本文 |

まず接続語(「たとえば」「いわば」など副詞も含む)の場合、Aテキストの接続語の回(昨年度5年生の場合、52A−21)の巻頭の一覧表をコピーして机の前に貼っておくなど常時反復できる環境をつくってあげましょう。一覧表はかなり簡略化したものでは入試に対応できませんので、詳しめで例文も豊富に載っているものがよいでしょう。四谷大塚の予習シリーズでも構いません。Aテキストの「読解演習講座」やマンスリーテストの接続語で間違えた場合、この表に戻って働きを確認しましょう。その際、漠然とやるのではなく、特に空欄の前後の文を「精読」しながらきっちりと把握しましょう。「ところが」で間違ったとすれば『前のこの表現と後のこの部分が逆の内容になっている』というように理屈づけて復習しましょう。時には図解してみるのも効果的な方法です。

◆まとめ

  • [1]「一覧表」を常に目にとまる場所に貼っておく(A授業のノートの表紙裏でも可)
  • [2] 誤ったら[1]の表に返る
  • [3]論理的な直し方を心がける

次に、記号問題(前記の内容一致的なもの)に関してですが使用する教材はAテキストの「読解演習講座」でよいでしょう。繰り返しになりますが、サピックスでは6年生に上がるまで授業でほとんど触れられることはありません。そのため4・5年生の段階では、基本的なやり方さえ理解できていない生徒さんがあまりに多いに違いありません。

課題の条件 |
(1) 接続語の勉強法の文章の「まず接続語(「たとえば」「い」から下の「授業のノートの表紙裏でも可)」までを全部、「一覧表」を「早見表」に置き換えて書き直してください。
(2) 接続語の勉強法の文章について、次の問いに答えてください。
(a) 入試に対応できないのは、どんな一覧表ですか。
(b) 一覧表を貼る場所として、机の前のほかにどこが挙がっていますか。
(c) サピックスでは、記号問題が授業でほとんど扱われないのはいつまでですか。
(3) 接続語の勉強法の文章を、最後の文の次から書き進めてください。

提供データ |
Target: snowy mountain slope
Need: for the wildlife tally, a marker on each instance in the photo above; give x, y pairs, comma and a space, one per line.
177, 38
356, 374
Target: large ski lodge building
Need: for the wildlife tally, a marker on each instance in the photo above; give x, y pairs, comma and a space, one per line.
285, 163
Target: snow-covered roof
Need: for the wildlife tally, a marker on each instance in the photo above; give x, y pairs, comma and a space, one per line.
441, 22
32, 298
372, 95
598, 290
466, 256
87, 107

---

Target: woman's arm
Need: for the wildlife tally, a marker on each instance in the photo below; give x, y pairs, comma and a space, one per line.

...

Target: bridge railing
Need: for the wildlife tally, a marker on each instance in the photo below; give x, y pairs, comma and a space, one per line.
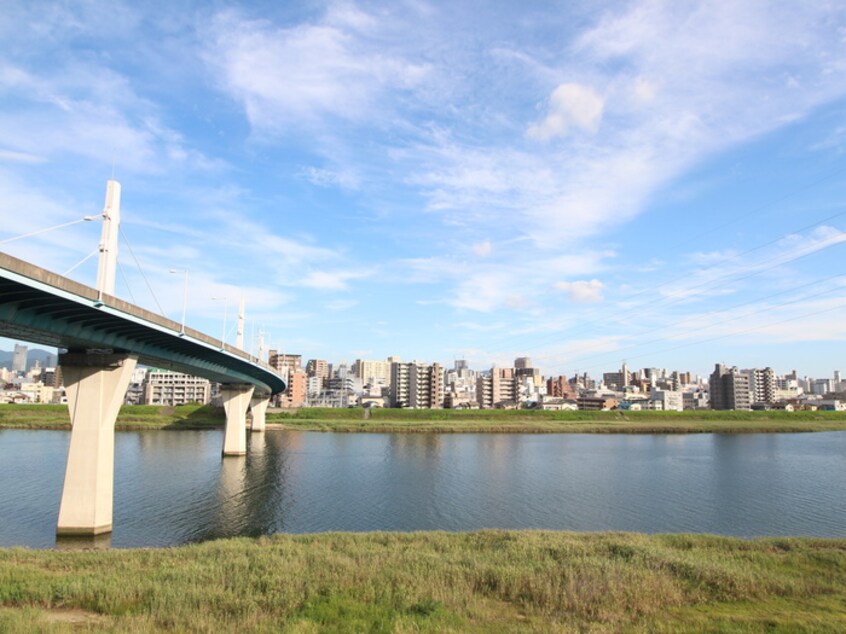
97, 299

課題の答え |
(1)
まず接続語(「たとえば」「いわば」など副詞も含む)の場合、Aテキストの接続語の回(昨年度5年生の場合、52A−21)の巻頭の早見表をコピーして机の前に貼っておくなど常時反復できる環境をつくってあげましょう。早見表はかなり簡略化したものでは入試に対応できませんので、詳しめで例文も豊富に載っているものがよいでしょう。四谷大塚の予習シリーズでも構いません。Aテキストの「読解演習講座」やマンスリーテストの接続語で間違えた場合、この表に戻って働きを確認しましょう。その際、漠然とやるのではなく、特に空欄の前後の文を「精読」しながらきっちりと把握しましょう。「ところが」で間違ったとすれば『前のこの表現と後のこの部分が逆の内容になっている』というように理屈づけて復習しましょう。時には図解してみるのも効果的な方法です。

◆まとめ

  • [1]「早見表」を常に目にとまる場所に貼っておく(A授業のノートの表紙裏でも可)

(2)
(a) かなり簡略化した一覧表
(b) A授業のノートの表紙裏
(c) 6年生に上がるまで

(3)
選択肢を絞るための方法として最も一般的なものは、誤っている選択肢から順番に消す、いわゆる【消去法】です。ところが早稲田(特に1回目)や早実が典型的な例になりますが、「正解」ならびに「ほぼ正解」の選択肢がひとつの設問に2つ以上含まれていることがよくあります。選択肢が本文中の表現を巧妙に書きかえたり、要約したりすることで作成されているのを踏まえると、積極的に本文と選択肢の表現の「対応」を見極める【積極法】の視点を養っておくことも必須と言えます。先の早稲田・早実の問題を最後の2つから絞り込む際、この視点で表現の対応箇所の多寡や、要約がより本質を突いているものを分析すれば見事に正解を導くことができます。攻略のポイントは両者の視点から選択肢をながめられる「眼」を早期のうちに養うことです。この訓練はマンスリーテストや組分けテストの対策にもつながります。

◆まとめ

  • [1]【積極法】と【消去法】のふたつの視点を持ちあわせる(設問ごとにどちらの視点がより有効かを検討する)
  • [2] 選択肢を綿密に分析する(特に間違った場合は、選択肢をブロックに分解し、一つひとつ本文と照らし合わせながら○×△などの印を入れていく。さらに『本文■ページ■行目からわかる』など、それらが判断できる文中の根拠を鉛筆で書くようにする)
  • [3]感覚的なアプローチを意識的に排除し、納得がいくまで考える。(自分で解決できない場合は質問教室を利用したり、家庭教師に質問したりする)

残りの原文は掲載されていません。